Because of the attacks against Israel and Saudi Arabia over the past two days, a particular effort has been devoted to eliminating Iraq's Scud missile delivery systems, both fixed sites and mobile launchers. General Schwarzkopf has assessed that some 16 mobile launchers have been destroyed, but we estimate that a significant number still remain. The hunt for them goes on by day and by night, and will continue.
An especially important part in the air campaign has been played by RAF Tornado and Jaguar ground attack aircraft, supported by VC10s and Victor tanker aircraft. They have attacked large numbers of targets in western, central and south-eastern Iraq and in Kuwait. They have concentrated in particular on low-level attacks at night on highly defended airfields, using the JP233 runway cratering weapon, and have done considerable damage. The nature of these attacks makes them particularly hazardous, and they have been carried out with great skill and bravery.
One striking feature of the air campaign has been the way in which the air forces of seven nations have successfully worked together. The United States has made by far the largest contribution, but the United Kingdom, Saudi Arabia, Kuwait, France, Canada and Italy have all been involved.

◆ GIVEN INFORMATION:
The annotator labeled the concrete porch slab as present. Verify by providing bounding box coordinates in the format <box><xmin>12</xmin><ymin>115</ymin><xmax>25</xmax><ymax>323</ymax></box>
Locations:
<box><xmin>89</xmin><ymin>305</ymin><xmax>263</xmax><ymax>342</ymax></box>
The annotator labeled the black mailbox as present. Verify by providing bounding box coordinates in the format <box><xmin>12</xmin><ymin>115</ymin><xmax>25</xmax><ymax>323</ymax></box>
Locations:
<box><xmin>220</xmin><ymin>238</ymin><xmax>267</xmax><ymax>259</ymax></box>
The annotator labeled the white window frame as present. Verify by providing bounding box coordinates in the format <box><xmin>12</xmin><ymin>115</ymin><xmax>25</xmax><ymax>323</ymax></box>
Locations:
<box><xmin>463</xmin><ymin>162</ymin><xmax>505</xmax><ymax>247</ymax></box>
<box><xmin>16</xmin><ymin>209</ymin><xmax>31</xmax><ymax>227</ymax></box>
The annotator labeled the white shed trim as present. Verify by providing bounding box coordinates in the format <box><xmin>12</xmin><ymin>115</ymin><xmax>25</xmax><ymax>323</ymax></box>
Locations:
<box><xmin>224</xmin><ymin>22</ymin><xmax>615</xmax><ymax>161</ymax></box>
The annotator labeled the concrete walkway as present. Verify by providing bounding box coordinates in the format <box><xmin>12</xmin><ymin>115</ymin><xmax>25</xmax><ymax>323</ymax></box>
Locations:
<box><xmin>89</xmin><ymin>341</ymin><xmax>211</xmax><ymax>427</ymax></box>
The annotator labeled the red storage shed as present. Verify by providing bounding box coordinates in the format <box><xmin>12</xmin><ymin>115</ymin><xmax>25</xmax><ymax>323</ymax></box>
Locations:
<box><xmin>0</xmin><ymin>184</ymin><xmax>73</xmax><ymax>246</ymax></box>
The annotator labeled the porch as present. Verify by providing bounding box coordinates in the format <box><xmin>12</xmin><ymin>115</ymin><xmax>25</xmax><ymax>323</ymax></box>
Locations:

◆ ACTIONS TO TAKE:
A: Using the air campaign passage, state whether each statement agrees with it, answering yes or no and quoting the words that decide it. (i) RAF Tornado and Jaguar aircraft were supported by VC10s and Victor tanker aircraft. (ii) General Schwarzkopf assessed that all of Iraq's mobile launchers had been destroyed. (iii) The air forces of five nations worked together in the campaign.
B: Duplicate part of the air campaign passage word for word. Begin at the words "One striking feature" and stop after "all been involved.".
C: Please pick up the air campaign passage after its last sentence and continue it.

◆ THE RESULTS:
A:
(i) Yes: "supported by VC10s and Victor tanker aircraft"
(ii) No: "some 16 mobile launchers have been destroyed, but we estimate that a significant number still remain"
(iii) No: "the air forces of seven nations have successfully worked together"

B:
One striking feature of the air campaign has been the way in which the air forces of seven nations have successfully worked together. The United States has made by far the largest contribution, but the United Kingdom, Saudi Arabia, Kuwait, France, Canada and Italy have all been involved.

C:
In relation to the number of sorties flown--and by all historical precedents--the number of losses so far has been remarkably small, with 17 aircraft lost. Sadly, these have included three RAF Tornados lost in action, whose crews are missing. The House will be aware that Iraqi television apparently showed seven captured airmen yesterday, among whom seem to be the crew of one of our Tornados. Such broadcasts themselves are wholly objectionable in every respect. Today, there has been a reported threat to use captured airmen as human shields. Such action would be inhuman, illegal and totally contrary to the third Geneva convention. The convention expressly provides that prisoners of war shall be evacuated as soon as possible after their capture to camps situated far enough from the combat zone for them to be out of danger. It expressly prohibits the sending of a prisoner of war to an area where he may be exposed to fire, or his detention there, and forbids the use of the presence of prisoners of war to render points or areas immune from military operations. There is no doubt about Iraq's obligations under the Geneva convention. I can assure the House that we have reminded Iraq very forcefully indeed of its obligations under that convention. My hon. and learned Friend the Minister of State, Foreign and Commonwealth Office, summoned the Iraqi ambassador once again this morning to register beyond doubt what our views are in this matter. I remind the Iraqis that they are bound to give us the names of any prisoners that they take and to notify the International Red Cross and provide it with access. They are also bound to grant those taken prisoner all their rights under the convention. We shall hold them to that completely.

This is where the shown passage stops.